Document updated on May 21, 2025
AI Token Cost Control & Quotas
AI workloads can quickly generate unpredictable and excessive costs. KrakenD’s AI Gateway provides granular token usage monitoring and enforcement to keep your AI expenses transparent and within budget. Features like token quotas, budget alerts, prompt caching, and intelligent routing enable you to optimize requests and avoid surprise bills while maintaining performance and scalability.
Token Quota and Budget Enforcement
KrakenD Enterprise includes a powerful persistent quota system that’s perfect for managing token-based usage quotas in LLM applications, designer for controlling cost, enforcing subscription tiers, and preventing overuse.
The quota system allows you to limit usage per user, client, or endpoint to prevent runaway costs.
See the Quota component for full details.
......
Continue the KrakenD documentation page on AI token cost control and quotas, starting after its final sentence.
......
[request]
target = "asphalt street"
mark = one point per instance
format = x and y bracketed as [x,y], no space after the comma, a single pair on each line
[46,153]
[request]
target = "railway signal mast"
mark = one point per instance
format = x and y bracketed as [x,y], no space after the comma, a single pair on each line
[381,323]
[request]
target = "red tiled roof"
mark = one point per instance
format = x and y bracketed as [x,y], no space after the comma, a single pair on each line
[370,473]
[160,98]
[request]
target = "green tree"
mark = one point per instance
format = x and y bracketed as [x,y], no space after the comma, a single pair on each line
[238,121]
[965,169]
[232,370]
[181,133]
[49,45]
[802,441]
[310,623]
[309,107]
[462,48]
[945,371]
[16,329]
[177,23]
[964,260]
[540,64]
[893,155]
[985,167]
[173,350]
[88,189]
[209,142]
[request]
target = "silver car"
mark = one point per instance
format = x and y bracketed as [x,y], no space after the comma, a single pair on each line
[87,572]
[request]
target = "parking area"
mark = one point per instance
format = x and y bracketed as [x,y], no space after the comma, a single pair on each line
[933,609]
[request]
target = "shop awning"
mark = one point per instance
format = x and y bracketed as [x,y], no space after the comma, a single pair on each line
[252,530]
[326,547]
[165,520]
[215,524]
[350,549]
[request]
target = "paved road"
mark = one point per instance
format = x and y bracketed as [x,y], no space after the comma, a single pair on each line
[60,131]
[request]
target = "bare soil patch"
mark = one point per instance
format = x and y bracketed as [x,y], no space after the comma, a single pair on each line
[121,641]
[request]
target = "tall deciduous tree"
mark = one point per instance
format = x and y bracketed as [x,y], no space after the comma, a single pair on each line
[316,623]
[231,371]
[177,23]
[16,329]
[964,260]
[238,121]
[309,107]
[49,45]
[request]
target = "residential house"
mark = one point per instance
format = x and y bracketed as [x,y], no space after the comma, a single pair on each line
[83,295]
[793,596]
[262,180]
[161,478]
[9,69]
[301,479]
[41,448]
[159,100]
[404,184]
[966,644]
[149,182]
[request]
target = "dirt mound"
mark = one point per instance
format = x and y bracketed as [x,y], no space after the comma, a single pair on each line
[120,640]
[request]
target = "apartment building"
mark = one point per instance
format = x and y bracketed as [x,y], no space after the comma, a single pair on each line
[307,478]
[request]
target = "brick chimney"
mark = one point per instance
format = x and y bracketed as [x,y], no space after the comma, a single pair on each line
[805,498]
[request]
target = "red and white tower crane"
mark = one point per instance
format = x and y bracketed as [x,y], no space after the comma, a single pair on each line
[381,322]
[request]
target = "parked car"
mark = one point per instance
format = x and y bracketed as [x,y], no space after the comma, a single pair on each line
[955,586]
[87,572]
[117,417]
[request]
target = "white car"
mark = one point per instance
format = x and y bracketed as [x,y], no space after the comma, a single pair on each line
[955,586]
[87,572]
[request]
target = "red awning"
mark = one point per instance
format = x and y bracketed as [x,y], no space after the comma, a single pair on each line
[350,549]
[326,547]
......
→ Reply to the exercise
Here’s a sample of the configuration (see the documentation for all necessary blocks):
{
"governance/quota": {
"quota_name": "public_plans",
"on_unmatched_tier_allow": false,
"weight_key": "credits_consumed",
"weight_strategy": "body",
"tier_key": "X-Level",
"disable_quota_headers": false,
"tiers": [
{
"rule_name": "rule_gold",
"tier_value": "gold",
"tier_value_as": "literal",
"strategy": "header",
"key": "X-User-Id"
},
{
"comment": "Special case * that catches any requests not falling into one of the tiers above",
"rule_name": "rule_bronze",
"tier_value_as": "*",
"strategy": "ip"
}
]
}
}
AI Metrics and reporting
Through OpenTelemetry you can follow all the activity of the gateway, including connections to LLMs. If you want to follow internals like the models used, providers, etc. we recommend you to add tags to telemetry so you have a complete detail on what is going on.
In addition, while there is no API available to generate reporting yet, you can follow real-time token consumption if you connect to the internal Redis database that tracks usage.